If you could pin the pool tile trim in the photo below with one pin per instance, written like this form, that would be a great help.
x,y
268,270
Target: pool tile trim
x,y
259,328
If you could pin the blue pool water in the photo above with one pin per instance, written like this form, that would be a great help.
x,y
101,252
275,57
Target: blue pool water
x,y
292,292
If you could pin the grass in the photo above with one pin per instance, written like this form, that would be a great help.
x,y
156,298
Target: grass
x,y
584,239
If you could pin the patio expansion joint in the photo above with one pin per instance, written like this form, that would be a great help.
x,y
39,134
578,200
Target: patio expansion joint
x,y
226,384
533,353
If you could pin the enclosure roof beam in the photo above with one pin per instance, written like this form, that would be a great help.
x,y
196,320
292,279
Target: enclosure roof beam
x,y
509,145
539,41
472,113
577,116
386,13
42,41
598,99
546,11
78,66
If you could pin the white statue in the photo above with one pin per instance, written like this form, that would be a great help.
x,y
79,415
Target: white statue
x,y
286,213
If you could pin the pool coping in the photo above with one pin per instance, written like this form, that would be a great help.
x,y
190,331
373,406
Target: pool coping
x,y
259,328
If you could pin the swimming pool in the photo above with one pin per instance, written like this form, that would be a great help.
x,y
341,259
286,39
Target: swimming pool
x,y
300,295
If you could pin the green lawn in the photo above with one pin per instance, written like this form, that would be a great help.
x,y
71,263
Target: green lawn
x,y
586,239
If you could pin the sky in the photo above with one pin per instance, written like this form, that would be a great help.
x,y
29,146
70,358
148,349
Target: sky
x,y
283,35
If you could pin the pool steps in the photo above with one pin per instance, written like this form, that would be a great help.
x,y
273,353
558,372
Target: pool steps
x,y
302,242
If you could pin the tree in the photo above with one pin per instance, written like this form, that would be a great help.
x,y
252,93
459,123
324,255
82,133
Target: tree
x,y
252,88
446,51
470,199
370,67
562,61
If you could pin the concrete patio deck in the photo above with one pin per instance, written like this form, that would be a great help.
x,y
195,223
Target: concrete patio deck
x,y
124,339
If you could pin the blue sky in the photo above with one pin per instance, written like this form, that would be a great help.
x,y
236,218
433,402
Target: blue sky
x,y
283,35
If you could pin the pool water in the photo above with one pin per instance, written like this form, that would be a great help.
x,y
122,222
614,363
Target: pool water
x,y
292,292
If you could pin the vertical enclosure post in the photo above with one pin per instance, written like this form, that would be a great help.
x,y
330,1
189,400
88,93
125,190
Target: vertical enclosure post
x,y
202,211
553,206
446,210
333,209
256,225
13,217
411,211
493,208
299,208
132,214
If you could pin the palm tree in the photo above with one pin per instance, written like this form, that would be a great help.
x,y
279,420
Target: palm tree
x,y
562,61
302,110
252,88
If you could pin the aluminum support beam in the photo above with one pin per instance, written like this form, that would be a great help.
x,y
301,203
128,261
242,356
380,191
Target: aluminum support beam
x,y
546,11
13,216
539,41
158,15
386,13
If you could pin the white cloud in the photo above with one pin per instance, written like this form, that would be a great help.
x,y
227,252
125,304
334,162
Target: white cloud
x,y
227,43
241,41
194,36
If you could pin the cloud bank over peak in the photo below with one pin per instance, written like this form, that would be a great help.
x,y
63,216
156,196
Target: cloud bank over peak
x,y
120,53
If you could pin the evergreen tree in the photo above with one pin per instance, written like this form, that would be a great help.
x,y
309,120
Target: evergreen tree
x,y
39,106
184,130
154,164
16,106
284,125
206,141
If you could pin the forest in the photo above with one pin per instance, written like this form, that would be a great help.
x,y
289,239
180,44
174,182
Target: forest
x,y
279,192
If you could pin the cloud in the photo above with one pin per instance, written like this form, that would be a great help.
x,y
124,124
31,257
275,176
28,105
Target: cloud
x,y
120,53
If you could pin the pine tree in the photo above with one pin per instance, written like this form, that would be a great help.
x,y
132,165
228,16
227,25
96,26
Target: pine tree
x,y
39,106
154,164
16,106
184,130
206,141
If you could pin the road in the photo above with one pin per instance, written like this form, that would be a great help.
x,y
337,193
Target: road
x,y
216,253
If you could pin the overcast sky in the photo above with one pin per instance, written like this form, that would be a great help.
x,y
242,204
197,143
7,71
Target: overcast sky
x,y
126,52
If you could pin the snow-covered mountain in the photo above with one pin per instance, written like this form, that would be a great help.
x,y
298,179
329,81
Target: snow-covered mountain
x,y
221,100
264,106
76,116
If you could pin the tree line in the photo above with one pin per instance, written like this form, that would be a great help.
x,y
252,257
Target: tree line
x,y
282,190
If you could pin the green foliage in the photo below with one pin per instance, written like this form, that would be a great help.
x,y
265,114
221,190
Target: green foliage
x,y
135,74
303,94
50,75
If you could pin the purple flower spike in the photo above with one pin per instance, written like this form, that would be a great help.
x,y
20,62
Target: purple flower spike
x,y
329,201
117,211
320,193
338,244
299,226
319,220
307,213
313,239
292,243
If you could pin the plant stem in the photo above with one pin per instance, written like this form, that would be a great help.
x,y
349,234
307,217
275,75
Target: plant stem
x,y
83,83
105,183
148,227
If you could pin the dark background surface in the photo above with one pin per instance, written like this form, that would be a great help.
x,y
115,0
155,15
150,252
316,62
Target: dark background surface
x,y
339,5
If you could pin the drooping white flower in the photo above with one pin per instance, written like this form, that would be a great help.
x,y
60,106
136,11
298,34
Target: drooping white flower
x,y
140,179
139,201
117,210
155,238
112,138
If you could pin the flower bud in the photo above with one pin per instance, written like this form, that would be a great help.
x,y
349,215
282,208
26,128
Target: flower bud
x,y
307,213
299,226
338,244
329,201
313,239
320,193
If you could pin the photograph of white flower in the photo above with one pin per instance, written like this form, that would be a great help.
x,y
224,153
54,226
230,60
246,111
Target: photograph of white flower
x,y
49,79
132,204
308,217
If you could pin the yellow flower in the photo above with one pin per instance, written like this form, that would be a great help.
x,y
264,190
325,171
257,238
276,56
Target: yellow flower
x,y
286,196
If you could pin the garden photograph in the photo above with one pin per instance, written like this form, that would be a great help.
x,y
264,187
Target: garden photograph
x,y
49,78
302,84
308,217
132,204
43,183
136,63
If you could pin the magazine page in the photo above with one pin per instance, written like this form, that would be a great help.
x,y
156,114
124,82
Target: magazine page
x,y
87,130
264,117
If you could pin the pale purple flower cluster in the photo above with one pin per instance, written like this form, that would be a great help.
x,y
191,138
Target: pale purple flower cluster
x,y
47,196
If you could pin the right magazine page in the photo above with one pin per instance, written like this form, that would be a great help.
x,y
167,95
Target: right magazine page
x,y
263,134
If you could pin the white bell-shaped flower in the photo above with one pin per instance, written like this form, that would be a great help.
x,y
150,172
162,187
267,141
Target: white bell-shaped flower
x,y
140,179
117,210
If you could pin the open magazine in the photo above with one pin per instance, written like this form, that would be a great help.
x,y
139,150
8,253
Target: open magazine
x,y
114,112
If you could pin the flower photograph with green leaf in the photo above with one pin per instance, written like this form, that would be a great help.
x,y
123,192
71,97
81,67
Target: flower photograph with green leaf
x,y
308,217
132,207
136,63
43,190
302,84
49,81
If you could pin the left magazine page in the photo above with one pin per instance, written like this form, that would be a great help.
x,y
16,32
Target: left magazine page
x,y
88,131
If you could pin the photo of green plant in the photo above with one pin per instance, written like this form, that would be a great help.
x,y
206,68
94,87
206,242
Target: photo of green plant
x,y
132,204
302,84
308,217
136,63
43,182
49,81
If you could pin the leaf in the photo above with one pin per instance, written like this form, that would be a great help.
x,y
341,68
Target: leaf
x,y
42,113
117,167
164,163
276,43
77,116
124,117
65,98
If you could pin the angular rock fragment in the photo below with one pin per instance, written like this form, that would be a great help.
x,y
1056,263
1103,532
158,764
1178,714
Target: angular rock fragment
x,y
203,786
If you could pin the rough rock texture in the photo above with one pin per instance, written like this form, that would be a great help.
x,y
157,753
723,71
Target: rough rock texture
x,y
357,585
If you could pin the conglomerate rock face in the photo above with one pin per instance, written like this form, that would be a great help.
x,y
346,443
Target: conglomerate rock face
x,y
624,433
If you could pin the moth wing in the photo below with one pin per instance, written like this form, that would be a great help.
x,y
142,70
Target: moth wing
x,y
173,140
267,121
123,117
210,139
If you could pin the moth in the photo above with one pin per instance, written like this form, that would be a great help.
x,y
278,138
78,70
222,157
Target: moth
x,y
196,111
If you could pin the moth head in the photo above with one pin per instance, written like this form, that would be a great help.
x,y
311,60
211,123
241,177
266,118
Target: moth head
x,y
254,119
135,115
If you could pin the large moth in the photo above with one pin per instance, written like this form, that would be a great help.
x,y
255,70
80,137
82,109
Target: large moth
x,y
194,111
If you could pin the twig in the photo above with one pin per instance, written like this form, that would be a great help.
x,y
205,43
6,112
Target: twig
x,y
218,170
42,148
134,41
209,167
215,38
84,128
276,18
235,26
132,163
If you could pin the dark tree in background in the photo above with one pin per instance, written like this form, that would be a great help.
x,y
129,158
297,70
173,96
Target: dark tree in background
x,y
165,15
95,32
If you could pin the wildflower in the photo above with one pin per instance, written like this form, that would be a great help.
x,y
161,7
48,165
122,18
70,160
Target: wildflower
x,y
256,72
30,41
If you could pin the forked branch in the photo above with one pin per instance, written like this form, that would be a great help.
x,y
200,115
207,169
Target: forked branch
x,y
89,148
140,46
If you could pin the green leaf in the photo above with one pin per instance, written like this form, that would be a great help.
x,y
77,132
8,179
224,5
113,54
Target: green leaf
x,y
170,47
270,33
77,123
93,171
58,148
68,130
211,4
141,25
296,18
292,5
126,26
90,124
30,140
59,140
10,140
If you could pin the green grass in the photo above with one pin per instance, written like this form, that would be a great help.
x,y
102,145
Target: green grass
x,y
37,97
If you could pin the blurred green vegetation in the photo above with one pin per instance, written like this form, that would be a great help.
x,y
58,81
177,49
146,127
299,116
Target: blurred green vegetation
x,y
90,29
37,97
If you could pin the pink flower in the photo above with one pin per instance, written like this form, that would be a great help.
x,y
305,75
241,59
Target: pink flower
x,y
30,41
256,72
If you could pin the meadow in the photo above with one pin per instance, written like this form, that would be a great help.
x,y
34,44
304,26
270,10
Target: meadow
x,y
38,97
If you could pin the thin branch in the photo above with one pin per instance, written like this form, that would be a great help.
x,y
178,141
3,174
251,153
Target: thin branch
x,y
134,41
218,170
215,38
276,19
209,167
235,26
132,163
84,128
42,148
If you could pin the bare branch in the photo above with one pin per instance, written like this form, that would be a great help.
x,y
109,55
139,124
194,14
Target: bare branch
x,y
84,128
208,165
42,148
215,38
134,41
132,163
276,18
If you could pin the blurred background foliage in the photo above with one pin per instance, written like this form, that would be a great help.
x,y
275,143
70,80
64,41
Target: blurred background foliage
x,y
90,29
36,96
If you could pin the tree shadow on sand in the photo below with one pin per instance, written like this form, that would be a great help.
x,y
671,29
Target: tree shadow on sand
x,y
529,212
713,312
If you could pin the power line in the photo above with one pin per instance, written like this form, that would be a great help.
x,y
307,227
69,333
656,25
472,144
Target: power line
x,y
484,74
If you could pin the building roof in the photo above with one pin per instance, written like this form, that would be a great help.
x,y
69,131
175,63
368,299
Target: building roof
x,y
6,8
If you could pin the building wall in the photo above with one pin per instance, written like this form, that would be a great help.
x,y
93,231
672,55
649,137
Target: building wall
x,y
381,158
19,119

### Task to complete
Print the material above exactly as it stands, from the line containing "If you could pin the meadow" through the final line of the material.

### Output of the task
If you could pin the meadow in the photo above with one pin per instance, written like this form, that would be a great help.
x,y
34,44
304,26
270,10
Target: meadow
x,y
38,97
If you could pin the thin branch in the photo above with one pin per instance, written like this form, that would be a great help.
x,y
178,141
3,174
251,153
Target: thin branch
x,y
134,41
218,170
215,38
276,19
209,167
235,26
132,163
84,128
42,148
If you could pin the bare branch in the photo above with one pin per instance, written like this form, that would be a great help.
x,y
109,55
139,124
194,14
Target: bare branch
x,y
84,128
208,165
42,148
215,38
134,41
132,163
276,18
If you could pin the blurred background foliage in the photo above with one pin per instance, written like this form, that would be a great help.
x,y
275,143
70,80
64,41
Target: blurred background foliage
x,y
90,29
36,96
If you could pin the tree shadow on sand in the photo below with one pin per instance, written like this form, that would be a great help.
x,y
671,29
Target: tree shadow on sand
x,y
529,212
713,312
If you could pin the power line in the photo above with one pin per instance, written like this form, that would be a great help.
x,y
307,227
69,333
656,25
472,144
Target: power line
x,y
484,74
If you could pin the building roof in the photo above with one pin per instance, written like this form, that would be a great help.
x,y
69,131
175,63
368,299
Target: building roof
x,y
6,8
If you could pin the building wall in the photo above with one pin per instance, written like this form, that would be a great help.
x,y
93,231
672,55
649,137
Target: building wall
x,y
381,158
19,119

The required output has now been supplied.